--- What the task asks ---
Copy task. Retype the whole listing exactly, omitting any picture in it.

○ ○ ○ ○ ○ ○ ○

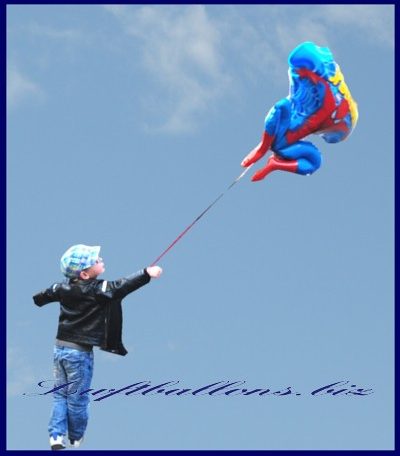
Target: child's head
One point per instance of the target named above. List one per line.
(82, 262)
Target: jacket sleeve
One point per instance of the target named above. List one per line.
(118, 289)
(51, 294)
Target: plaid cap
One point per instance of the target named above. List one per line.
(77, 258)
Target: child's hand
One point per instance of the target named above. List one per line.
(154, 271)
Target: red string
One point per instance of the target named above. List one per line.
(199, 217)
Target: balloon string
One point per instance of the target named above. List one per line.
(200, 216)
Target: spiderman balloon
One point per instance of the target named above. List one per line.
(319, 102)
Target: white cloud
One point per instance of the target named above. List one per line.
(72, 35)
(375, 21)
(20, 87)
(180, 49)
(195, 54)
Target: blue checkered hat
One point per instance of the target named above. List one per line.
(77, 258)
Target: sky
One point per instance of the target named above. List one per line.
(124, 122)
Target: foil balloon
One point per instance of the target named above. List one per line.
(319, 102)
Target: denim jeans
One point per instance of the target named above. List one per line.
(70, 409)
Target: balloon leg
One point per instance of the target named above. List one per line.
(259, 151)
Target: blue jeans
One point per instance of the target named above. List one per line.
(70, 409)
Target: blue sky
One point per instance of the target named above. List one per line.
(123, 124)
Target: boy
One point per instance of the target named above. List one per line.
(90, 314)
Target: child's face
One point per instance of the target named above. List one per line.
(94, 271)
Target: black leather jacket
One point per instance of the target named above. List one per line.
(91, 311)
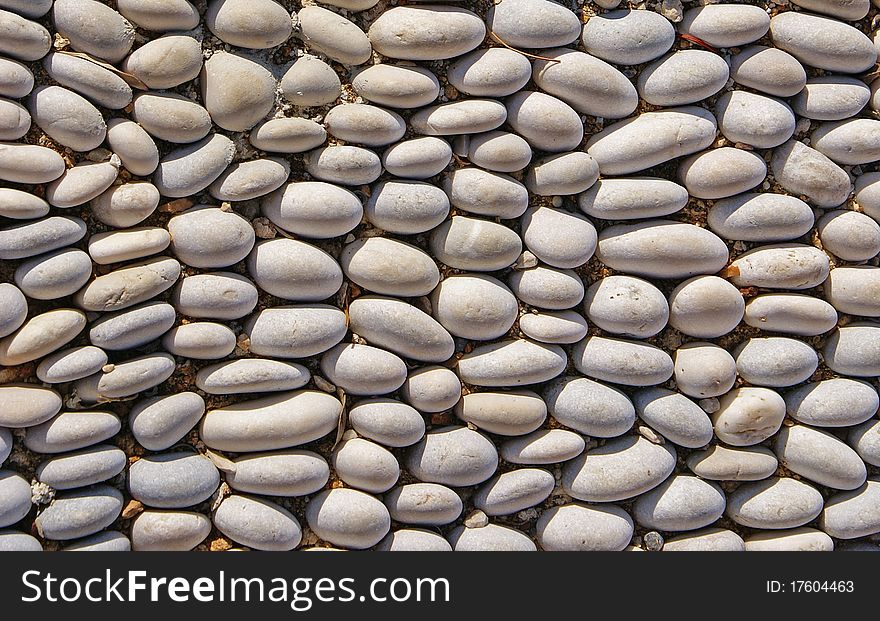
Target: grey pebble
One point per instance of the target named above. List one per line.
(620, 469)
(589, 408)
(70, 431)
(257, 523)
(80, 513)
(280, 473)
(216, 295)
(158, 423)
(423, 504)
(279, 421)
(168, 531)
(81, 468)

○ ○ ○ ○ ○ ○ ○

--- Exercise solution ---
Target: child's head
One point per instance of the target named above. List one per line.
(82, 262)
Target: jacket sleeve
One point per instance of the target named above. List one per line.
(118, 289)
(51, 294)
Target: plaid cap
One point per instance of the target named above. List one per line.
(77, 258)
Target: child's hand
One point per instance of the target named above. List one per line.
(154, 271)
Target: red string
One point per instance of the target named above. List one per line.
(199, 217)
Target: balloon string
One point per instance of the target named above. List one per line.
(200, 216)
Target: spiderman balloon
One point per instance of the target named above. List one per line.
(319, 102)
Target: white cloud
One point per instance of the target named above. List one per line.
(72, 35)
(375, 21)
(20, 87)
(180, 49)
(195, 54)
Target: blue checkered hat
One point per instance of the target named above. List one per line.
(77, 258)
Target: sky
One point per instance of the target named above. List one per line.
(124, 122)
Target: foil balloon
One point per instance of the target named above. List one per line.
(319, 102)
Target: denim jeans
One point per instance of the target named above. List one per line.
(70, 409)
Target: balloon leg
One point per instance of the target named above. List one per line.
(259, 151)
Target: blue jeans
One point per instance of the target named above. List one per line.
(70, 409)
Target: blue sky
One point per instance of the target named above. List one per line.
(123, 124)
Target: boy
One point per instance of the target named above. List one per line.
(90, 314)
Target: child's face
One point per instance of the target named above. List one per line.
(94, 271)
Target: black leather jacket
One point per instance of the target named above. List one per line.
(91, 311)
Target: grey pebble
One point per instance of the target named above. List one per line.
(620, 469)
(589, 408)
(70, 431)
(257, 523)
(80, 513)
(280, 473)
(216, 295)
(158, 423)
(423, 504)
(279, 421)
(168, 531)
(81, 468)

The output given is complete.